Copy out exactly every line from the line containing "field on this basis." until the records below end, inclusive of both boundary lines.
** start of RECORD LIST **
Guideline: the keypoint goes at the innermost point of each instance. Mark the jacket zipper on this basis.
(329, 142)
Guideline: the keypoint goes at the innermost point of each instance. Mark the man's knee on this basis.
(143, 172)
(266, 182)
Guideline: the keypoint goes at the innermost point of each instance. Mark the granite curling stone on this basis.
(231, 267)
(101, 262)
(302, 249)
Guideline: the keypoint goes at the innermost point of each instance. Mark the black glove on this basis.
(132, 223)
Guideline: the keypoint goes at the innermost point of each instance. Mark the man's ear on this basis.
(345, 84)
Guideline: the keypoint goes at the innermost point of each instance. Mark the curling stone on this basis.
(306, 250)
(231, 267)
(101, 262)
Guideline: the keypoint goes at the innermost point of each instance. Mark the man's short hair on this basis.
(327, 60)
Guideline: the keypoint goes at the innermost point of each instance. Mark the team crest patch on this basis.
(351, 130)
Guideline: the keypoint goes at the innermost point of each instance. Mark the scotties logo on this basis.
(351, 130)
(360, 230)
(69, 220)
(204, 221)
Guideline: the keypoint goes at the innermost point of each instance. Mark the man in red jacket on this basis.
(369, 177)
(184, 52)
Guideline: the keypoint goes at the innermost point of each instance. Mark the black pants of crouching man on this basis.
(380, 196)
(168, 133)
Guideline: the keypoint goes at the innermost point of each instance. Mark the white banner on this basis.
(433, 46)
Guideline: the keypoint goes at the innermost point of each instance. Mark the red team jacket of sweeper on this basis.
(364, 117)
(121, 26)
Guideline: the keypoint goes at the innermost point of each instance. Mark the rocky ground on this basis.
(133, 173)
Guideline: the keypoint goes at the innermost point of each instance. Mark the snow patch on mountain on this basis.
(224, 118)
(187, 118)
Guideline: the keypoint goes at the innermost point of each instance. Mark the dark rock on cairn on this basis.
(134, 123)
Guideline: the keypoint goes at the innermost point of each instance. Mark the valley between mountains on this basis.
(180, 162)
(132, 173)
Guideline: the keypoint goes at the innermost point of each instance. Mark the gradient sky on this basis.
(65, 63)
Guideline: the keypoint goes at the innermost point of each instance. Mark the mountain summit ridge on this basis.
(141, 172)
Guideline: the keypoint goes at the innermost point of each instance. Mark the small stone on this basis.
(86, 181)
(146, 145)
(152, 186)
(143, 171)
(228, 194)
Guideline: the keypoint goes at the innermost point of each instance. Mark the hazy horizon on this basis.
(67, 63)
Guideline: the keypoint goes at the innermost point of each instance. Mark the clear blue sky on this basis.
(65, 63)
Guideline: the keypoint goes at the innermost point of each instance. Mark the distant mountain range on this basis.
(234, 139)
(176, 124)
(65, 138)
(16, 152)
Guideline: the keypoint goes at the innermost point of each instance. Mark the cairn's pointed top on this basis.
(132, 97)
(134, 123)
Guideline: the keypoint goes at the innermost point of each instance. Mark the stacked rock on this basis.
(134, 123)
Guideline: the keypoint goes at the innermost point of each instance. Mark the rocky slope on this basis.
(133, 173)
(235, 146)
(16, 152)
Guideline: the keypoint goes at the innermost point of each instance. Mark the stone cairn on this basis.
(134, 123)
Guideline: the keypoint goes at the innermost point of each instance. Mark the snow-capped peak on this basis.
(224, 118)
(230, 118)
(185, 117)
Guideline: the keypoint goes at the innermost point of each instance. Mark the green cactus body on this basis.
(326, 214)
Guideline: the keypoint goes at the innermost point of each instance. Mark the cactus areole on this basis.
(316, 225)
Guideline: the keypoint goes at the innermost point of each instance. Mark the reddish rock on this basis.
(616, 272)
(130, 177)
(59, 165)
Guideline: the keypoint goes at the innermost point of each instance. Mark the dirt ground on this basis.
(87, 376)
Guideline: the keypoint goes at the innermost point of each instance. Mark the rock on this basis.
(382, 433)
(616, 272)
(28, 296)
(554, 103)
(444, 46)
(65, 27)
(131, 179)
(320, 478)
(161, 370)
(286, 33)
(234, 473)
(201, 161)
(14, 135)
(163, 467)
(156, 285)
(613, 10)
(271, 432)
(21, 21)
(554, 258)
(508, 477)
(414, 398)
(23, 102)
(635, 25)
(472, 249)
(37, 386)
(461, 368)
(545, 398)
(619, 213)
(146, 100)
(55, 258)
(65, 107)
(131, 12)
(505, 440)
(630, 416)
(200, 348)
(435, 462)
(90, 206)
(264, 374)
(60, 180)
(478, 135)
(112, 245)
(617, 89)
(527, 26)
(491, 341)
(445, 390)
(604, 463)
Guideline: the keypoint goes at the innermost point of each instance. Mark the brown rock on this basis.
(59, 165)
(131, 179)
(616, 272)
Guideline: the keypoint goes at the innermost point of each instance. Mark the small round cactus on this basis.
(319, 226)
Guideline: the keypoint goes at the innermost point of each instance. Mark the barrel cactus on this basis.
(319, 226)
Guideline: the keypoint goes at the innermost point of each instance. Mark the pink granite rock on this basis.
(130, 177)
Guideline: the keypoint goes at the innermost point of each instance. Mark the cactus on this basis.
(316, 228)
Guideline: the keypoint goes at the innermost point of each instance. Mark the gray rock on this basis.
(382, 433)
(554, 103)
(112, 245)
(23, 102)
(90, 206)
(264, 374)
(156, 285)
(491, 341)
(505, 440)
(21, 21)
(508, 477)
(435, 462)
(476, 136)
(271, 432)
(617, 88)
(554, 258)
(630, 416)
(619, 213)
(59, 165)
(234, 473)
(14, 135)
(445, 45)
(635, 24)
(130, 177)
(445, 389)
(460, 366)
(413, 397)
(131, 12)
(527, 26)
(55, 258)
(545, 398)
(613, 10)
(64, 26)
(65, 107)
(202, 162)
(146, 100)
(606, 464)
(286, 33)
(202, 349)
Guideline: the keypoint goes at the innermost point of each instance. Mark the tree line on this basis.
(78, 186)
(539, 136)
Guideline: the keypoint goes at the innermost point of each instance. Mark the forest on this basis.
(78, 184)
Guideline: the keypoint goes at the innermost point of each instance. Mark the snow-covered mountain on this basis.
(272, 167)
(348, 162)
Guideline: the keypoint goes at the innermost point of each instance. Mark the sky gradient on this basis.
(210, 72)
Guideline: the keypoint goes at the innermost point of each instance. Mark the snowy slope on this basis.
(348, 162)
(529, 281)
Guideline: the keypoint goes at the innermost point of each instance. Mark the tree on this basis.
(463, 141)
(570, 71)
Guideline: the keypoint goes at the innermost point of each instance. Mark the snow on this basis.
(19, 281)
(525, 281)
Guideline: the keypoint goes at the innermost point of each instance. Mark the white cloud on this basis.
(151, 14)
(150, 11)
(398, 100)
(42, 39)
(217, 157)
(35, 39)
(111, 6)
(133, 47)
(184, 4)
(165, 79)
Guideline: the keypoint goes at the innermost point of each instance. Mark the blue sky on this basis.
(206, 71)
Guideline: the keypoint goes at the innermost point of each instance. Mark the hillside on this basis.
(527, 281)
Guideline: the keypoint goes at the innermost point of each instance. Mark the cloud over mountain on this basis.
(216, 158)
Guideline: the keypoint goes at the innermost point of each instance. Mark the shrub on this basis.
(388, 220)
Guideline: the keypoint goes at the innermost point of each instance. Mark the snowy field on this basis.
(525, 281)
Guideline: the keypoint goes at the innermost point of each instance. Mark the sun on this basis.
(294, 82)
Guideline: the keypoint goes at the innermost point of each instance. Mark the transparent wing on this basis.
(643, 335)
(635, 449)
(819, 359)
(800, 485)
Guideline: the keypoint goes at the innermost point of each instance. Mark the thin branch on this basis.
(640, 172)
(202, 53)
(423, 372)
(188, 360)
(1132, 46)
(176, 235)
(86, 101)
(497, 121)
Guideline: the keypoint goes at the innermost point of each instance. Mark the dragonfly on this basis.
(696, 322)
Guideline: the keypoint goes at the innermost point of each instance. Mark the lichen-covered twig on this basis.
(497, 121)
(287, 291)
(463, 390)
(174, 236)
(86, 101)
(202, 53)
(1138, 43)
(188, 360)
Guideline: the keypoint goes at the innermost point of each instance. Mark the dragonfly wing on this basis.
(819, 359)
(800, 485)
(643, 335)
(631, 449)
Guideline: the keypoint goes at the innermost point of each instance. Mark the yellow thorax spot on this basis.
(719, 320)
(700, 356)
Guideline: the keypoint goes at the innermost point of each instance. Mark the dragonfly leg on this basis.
** end of RECORD LIST **
EXERCISE ANSWER:
Guideline: the keypoint goes at the innermost point of each instance. Mark the snowy field on this basis.
(525, 281)
Guideline: the keypoint goes at the innermost point of each instance. Mark the sun on this basis.
(294, 82)
Guideline: the keypoint goes at the innermost point of each instance. Mark the transparent wing on this basis.
(643, 335)
(635, 449)
(819, 359)
(800, 485)
Guideline: the keypoint goes at the innermost point of each instance. Mark the thin branch on this basis.
(640, 172)
(202, 53)
(423, 372)
(188, 360)
(1132, 46)
(176, 235)
(86, 101)
(497, 121)
Guideline: the keypoint goes at the innermost point of each instance. Mark the dragonfly on this basis.
(696, 322)
Guideline: the keypoint goes at the innermost point of each instance. Mark the lichen-covered twig on this basis.
(497, 121)
(287, 291)
(463, 390)
(174, 236)
(86, 101)
(202, 53)
(1138, 43)
(188, 360)
Guideline: the keypoint goes at the innermost point of each instance. Mark the dragonfly wing on this basis.
(819, 359)
(800, 485)
(643, 335)
(631, 449)
Guideline: the keypoint goes at the innermost point of each instance. Mark the yellow thorax spot on this basis.
(719, 320)
(700, 356)
Guideline: the keypoint goes at the innermost point of each instance. Mark the dragonfly leg on this basis.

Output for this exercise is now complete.